> **Given records**
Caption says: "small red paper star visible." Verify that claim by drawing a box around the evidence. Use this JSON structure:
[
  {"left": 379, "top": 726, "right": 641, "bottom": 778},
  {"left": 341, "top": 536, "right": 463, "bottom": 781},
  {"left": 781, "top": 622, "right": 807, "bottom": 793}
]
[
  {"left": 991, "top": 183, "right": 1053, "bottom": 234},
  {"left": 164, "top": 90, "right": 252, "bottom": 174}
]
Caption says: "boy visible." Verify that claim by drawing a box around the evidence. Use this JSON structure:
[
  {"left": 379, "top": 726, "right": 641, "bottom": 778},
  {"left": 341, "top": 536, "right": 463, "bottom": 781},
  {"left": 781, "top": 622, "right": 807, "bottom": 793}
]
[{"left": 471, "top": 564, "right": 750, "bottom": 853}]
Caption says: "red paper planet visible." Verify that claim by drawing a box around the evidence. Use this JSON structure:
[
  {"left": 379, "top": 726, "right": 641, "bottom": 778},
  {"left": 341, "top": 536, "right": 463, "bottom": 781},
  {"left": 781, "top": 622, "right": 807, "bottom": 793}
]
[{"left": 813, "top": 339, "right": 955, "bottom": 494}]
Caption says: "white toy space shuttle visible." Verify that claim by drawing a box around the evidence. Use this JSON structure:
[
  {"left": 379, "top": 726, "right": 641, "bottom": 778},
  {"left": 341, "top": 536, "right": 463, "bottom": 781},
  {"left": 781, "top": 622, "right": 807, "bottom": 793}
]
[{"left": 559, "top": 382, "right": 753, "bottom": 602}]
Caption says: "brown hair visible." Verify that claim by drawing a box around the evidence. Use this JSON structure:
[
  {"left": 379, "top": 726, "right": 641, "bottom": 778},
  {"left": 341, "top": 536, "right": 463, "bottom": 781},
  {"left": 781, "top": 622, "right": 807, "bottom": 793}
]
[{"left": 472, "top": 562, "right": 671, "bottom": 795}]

> **Your task**
Write out all the lines above in full, shifting every bounding-box coordinate in the answers up by 16. The sample coordinates in the JSON structure shown for the format stay as they are.

> **Reply**
Caption says: "small red paper star visible." Verify that claim by drawing a box around the evidence. Use this JSON structure:
[
  {"left": 379, "top": 726, "right": 641, "bottom": 778},
  {"left": 341, "top": 536, "right": 463, "bottom": 781},
  {"left": 781, "top": 622, "right": 807, "bottom": 793}
]
[
  {"left": 1007, "top": 199, "right": 1069, "bottom": 250},
  {"left": 180, "top": 106, "right": 268, "bottom": 190}
]
Caption says: "boy visible." Verify that claim by drawing a box around the evidence. Use this JSON structure:
[
  {"left": 379, "top": 726, "right": 641, "bottom": 778},
  {"left": 341, "top": 536, "right": 463, "bottom": 781},
  {"left": 781, "top": 622, "right": 807, "bottom": 793}
]
[{"left": 487, "top": 580, "right": 766, "bottom": 869}]
Caption says: "red paper planet visible." Verify that claim by drawing a box around the evidence. Use this JSON structure:
[
  {"left": 379, "top": 726, "right": 641, "bottom": 778},
  {"left": 341, "top": 536, "right": 463, "bottom": 781},
  {"left": 781, "top": 622, "right": 807, "bottom": 793}
]
[{"left": 829, "top": 355, "right": 971, "bottom": 510}]
Caption says: "white toy space shuttle visible." Verify that claim by drawing a box around the evidence. Use this JSON structure:
[
  {"left": 379, "top": 726, "right": 641, "bottom": 778},
  {"left": 341, "top": 536, "right": 463, "bottom": 781},
  {"left": 781, "top": 622, "right": 807, "bottom": 793}
]
[{"left": 575, "top": 398, "right": 769, "bottom": 618}]
Caption says: "brown hair visible." Verify that claim by drawing a box around the evidence. Use this JSON structure:
[
  {"left": 379, "top": 726, "right": 641, "bottom": 778},
  {"left": 341, "top": 536, "right": 463, "bottom": 781},
  {"left": 781, "top": 622, "right": 807, "bottom": 793}
]
[{"left": 488, "top": 578, "right": 687, "bottom": 811}]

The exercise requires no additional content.